Le Parti Socialiste : transformation ou destruction ?

Par Fadi Kassem, agrégé et doctorant au Centre d’histoire. Pour la première fois depuis 1974, le candidat du Parti socialiste à l’élection présidentielle a obtenu (largement) moins de 10 % des suffrages au premier tour. Doublé sur sa droite par Emmanuel Macron reprenant le projet giscardien de créer un grand centre, et sur sa gauche par Jean-Luc Mélenchon qui envisage une sortie des traités européens pour mener une politique ancrée à gauche, le PS a connu un échec sans précédent depuis 1969. Incontestablement, l’élection présidentielle de 2017 constitue un tournant et amène à s’interroger sur la survie du Parti né au Congrès d’Epinay en 1971.

Vie et mort du Programme commun

Élu alors Premier secrétaire, François Mitterrand réussit la délicate synthèse entre des courants aussi divers que la « deuxième gauche » rocardienne autogestionnaire, décentralisatrice puis convertie à l'économie de marché, le courant européiste impulsé par Jacques Delors et le courant jacobin marxisant de Jean-Pierre Chevènement. Débouchant sur la signature du Programme commun de la gauche (1972), cette alliance permit au Parti socialiste de doubler les communistes aux élections intermédiaires pour, in fine, remporter l’élection présidentielle le 10 mai 1981 puis les législatives en juin.

= = = =

▶ _TÂCHE COURTE_
D'après l'extrait sur le Parti socialiste, en quelle année le Programme commun de la gauche a-t-il été signé ? Ces données n'ont aucun lien avec l'extrait.

(Données d'annotation de contours)
= = = =

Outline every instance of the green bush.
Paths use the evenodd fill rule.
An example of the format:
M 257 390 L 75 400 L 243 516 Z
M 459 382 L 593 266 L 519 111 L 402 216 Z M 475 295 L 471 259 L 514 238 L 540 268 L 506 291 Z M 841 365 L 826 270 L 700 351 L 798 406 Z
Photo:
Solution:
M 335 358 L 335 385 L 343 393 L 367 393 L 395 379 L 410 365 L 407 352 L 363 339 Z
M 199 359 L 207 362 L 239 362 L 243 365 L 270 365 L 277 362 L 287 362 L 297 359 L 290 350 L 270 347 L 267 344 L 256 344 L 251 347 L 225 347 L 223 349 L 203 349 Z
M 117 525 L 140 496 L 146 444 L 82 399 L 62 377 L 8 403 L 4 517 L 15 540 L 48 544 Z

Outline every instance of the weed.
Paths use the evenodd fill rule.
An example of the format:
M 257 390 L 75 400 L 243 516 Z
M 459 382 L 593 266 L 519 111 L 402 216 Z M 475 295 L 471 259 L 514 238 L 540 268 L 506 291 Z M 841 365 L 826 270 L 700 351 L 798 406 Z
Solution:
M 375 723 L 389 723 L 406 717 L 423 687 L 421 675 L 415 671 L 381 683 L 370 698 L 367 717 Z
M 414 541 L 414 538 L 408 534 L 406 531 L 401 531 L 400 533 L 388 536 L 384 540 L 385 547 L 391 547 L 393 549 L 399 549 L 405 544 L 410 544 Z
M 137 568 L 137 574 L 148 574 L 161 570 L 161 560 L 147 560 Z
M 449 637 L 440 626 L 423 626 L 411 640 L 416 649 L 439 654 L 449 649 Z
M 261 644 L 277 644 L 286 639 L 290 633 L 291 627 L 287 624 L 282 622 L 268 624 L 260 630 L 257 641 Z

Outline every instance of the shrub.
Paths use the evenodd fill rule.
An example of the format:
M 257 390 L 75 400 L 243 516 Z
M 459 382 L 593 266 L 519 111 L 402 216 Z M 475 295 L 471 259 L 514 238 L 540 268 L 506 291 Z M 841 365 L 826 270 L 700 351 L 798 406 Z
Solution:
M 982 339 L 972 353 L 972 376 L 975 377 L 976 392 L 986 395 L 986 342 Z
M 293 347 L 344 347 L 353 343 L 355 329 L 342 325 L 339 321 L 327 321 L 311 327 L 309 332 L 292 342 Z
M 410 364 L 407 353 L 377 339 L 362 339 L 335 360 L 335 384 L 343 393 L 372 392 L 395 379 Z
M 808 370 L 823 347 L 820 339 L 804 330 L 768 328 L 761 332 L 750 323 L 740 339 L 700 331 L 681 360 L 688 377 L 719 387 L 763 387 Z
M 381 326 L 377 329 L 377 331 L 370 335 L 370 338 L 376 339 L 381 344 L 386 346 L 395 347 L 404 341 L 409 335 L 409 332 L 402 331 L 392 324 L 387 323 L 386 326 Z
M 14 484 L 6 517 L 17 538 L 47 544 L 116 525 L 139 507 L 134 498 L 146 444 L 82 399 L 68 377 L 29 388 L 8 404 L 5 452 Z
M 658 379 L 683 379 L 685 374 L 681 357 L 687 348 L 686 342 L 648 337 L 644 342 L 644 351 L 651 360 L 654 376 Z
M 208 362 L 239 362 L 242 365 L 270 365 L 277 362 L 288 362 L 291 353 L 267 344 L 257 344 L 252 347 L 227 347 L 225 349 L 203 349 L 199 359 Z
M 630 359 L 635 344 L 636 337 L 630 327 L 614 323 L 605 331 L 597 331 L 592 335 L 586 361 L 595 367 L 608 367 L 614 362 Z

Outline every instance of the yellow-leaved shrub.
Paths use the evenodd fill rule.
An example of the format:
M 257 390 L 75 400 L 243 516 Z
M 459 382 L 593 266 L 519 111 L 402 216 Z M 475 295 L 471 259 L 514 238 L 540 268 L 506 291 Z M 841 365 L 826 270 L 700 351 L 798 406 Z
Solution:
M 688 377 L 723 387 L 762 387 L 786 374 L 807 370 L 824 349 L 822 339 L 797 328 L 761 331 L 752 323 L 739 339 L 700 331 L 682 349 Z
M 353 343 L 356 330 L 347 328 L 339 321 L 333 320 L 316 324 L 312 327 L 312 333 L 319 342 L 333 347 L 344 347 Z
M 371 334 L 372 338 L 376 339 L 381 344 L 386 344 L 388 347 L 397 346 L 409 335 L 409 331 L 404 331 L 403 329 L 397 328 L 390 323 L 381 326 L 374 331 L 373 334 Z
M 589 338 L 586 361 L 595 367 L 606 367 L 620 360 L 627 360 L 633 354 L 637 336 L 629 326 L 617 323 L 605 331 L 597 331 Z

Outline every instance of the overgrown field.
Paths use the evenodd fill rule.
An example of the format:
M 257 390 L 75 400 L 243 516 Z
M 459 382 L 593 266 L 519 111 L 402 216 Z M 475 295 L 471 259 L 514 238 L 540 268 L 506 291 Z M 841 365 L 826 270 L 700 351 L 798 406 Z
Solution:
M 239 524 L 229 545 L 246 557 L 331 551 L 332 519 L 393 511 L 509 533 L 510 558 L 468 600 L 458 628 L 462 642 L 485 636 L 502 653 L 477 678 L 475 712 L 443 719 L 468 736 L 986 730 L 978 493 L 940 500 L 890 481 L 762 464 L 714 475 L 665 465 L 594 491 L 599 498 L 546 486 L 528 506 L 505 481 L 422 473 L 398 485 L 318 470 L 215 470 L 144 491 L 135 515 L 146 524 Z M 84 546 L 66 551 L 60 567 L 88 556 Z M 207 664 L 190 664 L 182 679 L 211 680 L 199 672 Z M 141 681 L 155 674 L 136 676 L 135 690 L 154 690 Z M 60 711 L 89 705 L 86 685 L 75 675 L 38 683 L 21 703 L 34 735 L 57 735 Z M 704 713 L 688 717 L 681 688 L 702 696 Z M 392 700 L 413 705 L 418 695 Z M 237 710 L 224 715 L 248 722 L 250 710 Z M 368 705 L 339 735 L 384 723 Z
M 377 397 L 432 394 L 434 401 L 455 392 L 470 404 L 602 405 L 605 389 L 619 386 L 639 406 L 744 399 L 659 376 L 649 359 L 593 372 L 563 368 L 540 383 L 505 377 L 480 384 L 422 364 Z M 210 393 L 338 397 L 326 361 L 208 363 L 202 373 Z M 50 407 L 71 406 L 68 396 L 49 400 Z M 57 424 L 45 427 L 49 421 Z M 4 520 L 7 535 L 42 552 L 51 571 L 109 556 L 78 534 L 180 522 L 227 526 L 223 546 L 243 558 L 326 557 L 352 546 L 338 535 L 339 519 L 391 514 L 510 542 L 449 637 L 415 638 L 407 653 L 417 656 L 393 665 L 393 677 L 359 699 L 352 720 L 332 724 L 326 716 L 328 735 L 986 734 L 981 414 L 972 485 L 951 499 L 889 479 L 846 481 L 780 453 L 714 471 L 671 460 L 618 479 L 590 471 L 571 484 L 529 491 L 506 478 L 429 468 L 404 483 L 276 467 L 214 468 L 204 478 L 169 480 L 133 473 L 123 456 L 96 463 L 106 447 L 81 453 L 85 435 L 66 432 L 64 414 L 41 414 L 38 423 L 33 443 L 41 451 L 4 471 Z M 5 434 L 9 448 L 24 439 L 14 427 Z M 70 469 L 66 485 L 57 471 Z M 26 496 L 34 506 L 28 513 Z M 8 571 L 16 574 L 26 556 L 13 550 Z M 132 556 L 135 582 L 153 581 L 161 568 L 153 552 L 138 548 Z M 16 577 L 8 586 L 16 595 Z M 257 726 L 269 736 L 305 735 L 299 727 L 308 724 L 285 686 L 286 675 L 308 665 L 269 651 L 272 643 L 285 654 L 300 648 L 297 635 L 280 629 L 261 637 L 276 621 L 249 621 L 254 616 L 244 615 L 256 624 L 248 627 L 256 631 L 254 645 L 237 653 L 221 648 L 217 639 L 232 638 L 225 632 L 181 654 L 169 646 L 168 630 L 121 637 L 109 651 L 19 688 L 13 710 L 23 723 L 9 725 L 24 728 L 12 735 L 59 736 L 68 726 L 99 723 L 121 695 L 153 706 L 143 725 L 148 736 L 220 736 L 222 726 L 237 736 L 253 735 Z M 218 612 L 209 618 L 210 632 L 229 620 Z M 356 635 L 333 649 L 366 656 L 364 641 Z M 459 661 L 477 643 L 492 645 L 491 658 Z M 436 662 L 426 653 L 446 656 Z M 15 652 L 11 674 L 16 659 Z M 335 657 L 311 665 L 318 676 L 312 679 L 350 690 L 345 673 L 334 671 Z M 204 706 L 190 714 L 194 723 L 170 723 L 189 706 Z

= = = =

▶ _RÉPONSE FINALE_
Il a été signé en 1972.